Provided passage:
────────────────

First Republic Bank remained imperiled on Monday as last week’s $30 billion cash infusion by some of the nation’s biggest banks and a frantic effort to sell a stake in the bank to raise additional cash did little to calm investors and depositors.
Instead, the regional lender was teetering. Trading in its shares on the New York Stock Exchange was automatically halted several times to prevent a free fall, and the stock was down 46 percent in the early afternoon.
First Republic, a midsize bank based in San Francisco, had lost roughly $70 billion in deposits in recent weeks, said two people with knowledge of the matter — nearly half of its total depositor base as of the end of last year. The attempt to sell a piece of the bank had quickly morphed into a save-the-bank situation, said two other people with knowledge of the matter.
The bank has been in a slide since the failure of Silicon Valley Bank less than two weeks ago.
“First Republic Bank is well positioned to manage short-term deposit activity,” the bank said in an emailed statement on Monday morning. “This support reflects confidence in First Republic and its ability to continue to provide unwavering exceptional service to its clients and communities.”

────────────────

Input records:
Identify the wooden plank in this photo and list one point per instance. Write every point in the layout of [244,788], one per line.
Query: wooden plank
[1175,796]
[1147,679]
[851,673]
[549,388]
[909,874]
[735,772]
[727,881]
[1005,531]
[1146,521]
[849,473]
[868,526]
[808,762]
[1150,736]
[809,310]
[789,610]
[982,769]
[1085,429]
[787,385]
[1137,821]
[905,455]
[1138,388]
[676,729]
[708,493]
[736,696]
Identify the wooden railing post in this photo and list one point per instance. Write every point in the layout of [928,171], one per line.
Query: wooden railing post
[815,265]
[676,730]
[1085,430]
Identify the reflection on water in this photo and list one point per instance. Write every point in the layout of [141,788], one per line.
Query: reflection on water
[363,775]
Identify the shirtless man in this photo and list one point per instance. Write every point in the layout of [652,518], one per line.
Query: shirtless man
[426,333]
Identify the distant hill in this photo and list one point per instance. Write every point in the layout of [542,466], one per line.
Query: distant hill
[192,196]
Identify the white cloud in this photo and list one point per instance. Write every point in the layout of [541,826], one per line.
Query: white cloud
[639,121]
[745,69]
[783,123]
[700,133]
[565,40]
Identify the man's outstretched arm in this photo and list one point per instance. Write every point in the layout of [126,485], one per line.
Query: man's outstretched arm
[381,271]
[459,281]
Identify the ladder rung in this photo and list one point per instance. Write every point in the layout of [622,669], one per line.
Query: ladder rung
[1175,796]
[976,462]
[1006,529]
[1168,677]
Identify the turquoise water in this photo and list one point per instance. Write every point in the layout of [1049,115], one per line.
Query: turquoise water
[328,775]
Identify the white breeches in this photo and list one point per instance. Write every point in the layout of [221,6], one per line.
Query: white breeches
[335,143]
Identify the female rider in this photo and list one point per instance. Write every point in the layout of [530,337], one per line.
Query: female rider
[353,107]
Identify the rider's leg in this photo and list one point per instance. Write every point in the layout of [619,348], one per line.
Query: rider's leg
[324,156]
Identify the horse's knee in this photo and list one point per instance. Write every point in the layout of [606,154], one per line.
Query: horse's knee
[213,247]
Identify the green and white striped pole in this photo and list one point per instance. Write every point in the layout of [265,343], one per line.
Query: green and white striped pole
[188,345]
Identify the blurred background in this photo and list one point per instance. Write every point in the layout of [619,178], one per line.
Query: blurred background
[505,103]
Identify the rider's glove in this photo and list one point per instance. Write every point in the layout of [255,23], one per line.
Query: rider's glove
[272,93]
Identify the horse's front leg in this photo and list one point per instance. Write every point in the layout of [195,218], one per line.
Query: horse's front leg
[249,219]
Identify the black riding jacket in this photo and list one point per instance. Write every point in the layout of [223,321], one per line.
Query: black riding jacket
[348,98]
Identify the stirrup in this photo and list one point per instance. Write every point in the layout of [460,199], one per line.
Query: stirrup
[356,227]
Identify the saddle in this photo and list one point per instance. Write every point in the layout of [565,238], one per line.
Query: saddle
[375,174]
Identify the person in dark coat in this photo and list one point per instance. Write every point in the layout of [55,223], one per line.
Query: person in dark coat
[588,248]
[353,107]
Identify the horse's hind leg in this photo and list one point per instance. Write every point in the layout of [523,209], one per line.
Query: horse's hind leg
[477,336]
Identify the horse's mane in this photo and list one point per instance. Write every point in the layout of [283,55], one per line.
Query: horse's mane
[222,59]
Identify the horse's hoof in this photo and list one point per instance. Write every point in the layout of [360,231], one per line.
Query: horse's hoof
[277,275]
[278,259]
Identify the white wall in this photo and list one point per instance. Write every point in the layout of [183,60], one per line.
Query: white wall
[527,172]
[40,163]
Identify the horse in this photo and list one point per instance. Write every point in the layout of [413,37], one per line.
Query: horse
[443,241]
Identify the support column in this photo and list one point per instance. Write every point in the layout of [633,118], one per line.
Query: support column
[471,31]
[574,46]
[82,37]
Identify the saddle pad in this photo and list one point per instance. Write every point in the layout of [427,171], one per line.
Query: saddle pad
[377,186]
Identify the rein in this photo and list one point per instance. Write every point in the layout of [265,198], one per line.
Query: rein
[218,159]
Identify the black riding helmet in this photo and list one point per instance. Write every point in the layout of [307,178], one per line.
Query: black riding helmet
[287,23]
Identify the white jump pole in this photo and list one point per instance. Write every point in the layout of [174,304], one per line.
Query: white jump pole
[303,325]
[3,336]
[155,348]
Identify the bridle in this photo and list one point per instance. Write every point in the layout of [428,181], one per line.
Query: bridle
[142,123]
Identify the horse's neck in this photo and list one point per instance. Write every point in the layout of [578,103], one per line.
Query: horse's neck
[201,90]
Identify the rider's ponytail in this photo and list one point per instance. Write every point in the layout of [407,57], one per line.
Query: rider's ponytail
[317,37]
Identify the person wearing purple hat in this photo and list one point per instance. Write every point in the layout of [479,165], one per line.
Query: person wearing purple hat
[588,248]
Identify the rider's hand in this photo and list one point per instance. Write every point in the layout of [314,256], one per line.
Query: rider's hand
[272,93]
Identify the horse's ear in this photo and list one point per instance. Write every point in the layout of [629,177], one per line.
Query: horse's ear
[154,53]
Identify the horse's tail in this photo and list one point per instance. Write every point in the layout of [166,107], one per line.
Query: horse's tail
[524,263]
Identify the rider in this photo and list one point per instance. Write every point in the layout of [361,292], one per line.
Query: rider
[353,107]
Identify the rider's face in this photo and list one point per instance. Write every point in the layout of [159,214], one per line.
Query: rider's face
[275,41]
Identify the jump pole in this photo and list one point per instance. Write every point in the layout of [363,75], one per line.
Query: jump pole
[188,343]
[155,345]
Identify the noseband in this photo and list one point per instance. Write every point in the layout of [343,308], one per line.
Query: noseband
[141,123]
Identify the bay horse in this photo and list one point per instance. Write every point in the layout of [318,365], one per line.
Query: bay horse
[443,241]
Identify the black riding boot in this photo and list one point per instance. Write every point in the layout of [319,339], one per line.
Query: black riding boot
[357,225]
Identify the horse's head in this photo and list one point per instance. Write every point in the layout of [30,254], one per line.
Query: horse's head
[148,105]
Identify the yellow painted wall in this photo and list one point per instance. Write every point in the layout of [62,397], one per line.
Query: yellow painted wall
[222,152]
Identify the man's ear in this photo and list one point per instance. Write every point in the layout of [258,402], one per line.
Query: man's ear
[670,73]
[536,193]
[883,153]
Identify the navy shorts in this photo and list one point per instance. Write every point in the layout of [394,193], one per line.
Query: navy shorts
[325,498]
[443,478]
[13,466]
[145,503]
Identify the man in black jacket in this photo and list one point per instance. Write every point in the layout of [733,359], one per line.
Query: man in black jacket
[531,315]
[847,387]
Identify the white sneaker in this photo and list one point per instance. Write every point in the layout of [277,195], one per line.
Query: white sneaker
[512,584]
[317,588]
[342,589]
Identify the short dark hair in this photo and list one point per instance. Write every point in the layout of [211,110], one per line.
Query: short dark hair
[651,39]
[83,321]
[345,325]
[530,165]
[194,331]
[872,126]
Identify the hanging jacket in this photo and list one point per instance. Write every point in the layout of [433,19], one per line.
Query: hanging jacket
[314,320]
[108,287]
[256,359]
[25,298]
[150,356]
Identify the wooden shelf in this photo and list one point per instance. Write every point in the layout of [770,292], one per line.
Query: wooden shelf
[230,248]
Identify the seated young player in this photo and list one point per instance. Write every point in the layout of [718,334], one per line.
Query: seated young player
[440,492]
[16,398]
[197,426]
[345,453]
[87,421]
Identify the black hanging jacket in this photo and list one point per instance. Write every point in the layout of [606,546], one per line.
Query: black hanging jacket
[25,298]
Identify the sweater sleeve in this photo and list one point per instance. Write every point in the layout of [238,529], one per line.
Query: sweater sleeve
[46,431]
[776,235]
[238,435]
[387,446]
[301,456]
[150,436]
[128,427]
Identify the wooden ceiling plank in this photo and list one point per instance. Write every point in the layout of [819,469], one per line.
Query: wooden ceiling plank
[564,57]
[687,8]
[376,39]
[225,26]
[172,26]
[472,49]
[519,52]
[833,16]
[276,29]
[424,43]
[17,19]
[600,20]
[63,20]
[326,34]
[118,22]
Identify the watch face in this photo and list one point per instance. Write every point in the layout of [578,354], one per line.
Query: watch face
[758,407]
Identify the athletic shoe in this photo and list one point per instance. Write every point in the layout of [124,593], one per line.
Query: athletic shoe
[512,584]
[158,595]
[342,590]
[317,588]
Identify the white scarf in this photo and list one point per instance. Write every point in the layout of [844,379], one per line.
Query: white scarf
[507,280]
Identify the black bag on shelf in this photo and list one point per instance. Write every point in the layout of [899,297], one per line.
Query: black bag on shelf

────────────────

Work to complete:
a - Reproduce the First Republic Bank passage word for word, in full.
b - Collect every line of the entries that contains the string "rein", copying each line in full. Case counts.

Exercise solutions:
a -
First Republic Bank remained imperiled on Monday as last week’s $30 billion cash infusion by some of the nation’s biggest banks and a frantic effort to sell a stake in the bank to raise additional cash did little to calm investors and depositors.
Instead, the regional lender was teetering. Trading in its shares on the New York Stock Exchange was automatically halted several times to prevent a free fall, and the stock was down 46 percent in the early afternoon.
First Republic, a midsize bank based in San Francisco, had lost roughly $70 billion in deposits in recent weeks, said two people with knowledge of the matter — nearly half of its total depositor base as of the end of last year. The attempt to sell a piece of the bank had quickly morphed into a save-the-bank situation, said two other people with knowledge of the matter.
The bank has been in a slide since the failure of Silicon Valley Bank less than two weeks ago.
“First Republic Bank is well positioned to manage short-term deposit activity,” the bank said in an emailed statement on Monday morning. “This support reflects confidence in First Republic and its ability to continue to provide unwavering exceptional service to its clients and communities.”

b -
Identify the rein in this photo and list one point per instance. Write every point in the layout of [265,198], one per line.
Query: rein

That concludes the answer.